=== Task data ===
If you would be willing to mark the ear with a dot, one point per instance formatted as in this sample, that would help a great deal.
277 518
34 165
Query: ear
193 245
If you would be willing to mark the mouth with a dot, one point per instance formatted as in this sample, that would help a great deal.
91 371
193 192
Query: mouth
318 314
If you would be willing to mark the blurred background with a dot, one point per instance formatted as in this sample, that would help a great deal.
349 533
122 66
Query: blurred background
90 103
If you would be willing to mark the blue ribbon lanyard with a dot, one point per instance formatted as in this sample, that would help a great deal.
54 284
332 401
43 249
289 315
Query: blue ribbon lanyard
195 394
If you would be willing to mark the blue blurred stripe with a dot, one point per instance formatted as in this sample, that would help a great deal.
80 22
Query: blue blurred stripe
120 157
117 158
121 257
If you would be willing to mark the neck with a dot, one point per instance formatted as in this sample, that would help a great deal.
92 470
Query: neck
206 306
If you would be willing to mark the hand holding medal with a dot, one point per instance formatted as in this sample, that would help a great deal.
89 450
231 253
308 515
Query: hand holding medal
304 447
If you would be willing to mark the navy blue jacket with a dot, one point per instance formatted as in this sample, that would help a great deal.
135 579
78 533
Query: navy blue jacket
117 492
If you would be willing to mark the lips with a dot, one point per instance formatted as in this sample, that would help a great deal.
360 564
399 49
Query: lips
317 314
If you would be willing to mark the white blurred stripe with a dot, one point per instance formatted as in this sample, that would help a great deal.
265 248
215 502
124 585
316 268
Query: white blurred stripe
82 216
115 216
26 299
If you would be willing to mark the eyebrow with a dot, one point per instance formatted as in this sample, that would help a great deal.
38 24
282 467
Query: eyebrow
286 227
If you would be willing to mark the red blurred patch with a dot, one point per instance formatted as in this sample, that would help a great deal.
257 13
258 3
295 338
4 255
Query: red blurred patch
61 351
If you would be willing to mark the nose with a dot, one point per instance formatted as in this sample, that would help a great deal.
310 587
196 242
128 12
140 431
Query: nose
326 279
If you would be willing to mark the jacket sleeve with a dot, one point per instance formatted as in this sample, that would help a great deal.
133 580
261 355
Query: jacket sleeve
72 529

--

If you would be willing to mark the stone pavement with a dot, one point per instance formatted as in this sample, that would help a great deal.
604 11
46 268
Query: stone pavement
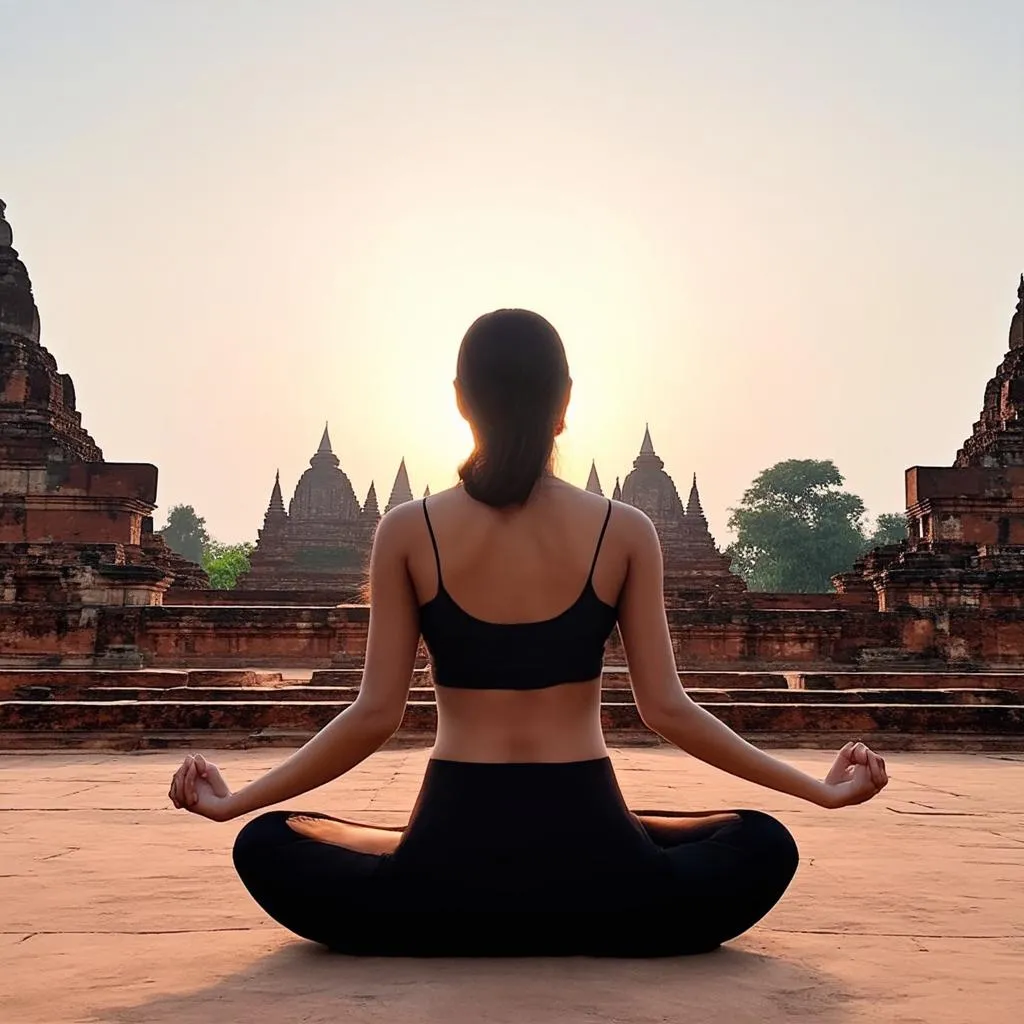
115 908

* * *

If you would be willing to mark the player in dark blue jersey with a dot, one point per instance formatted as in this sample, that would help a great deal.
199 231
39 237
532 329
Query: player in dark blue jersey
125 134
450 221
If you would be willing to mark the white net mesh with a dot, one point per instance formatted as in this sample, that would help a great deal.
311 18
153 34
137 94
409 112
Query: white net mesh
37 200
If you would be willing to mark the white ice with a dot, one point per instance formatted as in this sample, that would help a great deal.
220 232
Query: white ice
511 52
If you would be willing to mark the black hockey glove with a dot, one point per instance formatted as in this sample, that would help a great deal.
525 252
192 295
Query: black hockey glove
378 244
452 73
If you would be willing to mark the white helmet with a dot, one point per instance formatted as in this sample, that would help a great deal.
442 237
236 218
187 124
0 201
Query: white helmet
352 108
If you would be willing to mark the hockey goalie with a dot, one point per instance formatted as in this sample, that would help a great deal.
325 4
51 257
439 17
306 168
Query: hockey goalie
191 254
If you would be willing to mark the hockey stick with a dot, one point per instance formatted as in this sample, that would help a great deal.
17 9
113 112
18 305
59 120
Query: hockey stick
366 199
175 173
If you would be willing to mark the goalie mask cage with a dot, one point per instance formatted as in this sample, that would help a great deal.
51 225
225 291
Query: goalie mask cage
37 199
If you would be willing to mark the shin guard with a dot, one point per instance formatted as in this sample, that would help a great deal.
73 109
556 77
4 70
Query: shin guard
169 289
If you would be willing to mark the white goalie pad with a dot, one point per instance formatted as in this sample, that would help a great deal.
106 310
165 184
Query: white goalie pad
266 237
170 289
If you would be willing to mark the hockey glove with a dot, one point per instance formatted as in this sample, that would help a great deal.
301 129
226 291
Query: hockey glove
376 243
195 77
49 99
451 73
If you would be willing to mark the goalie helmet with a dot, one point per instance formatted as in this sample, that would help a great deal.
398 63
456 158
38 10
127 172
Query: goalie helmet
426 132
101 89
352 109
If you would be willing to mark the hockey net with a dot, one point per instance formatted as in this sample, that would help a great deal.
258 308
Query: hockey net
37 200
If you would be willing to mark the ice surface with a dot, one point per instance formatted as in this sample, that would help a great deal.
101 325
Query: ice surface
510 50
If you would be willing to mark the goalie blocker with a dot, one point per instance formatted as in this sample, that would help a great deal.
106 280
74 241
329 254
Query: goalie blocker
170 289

=== Exercise description ===
Pick out every line above that contains the string "blocker" with the same capitalization, and copy each of those lines.

=== Completed exercise ===
If you would be willing to mark the goalie blocker with a dot, one point per instance formatted as in this sample, that would help a great deal.
Query: goalie blocker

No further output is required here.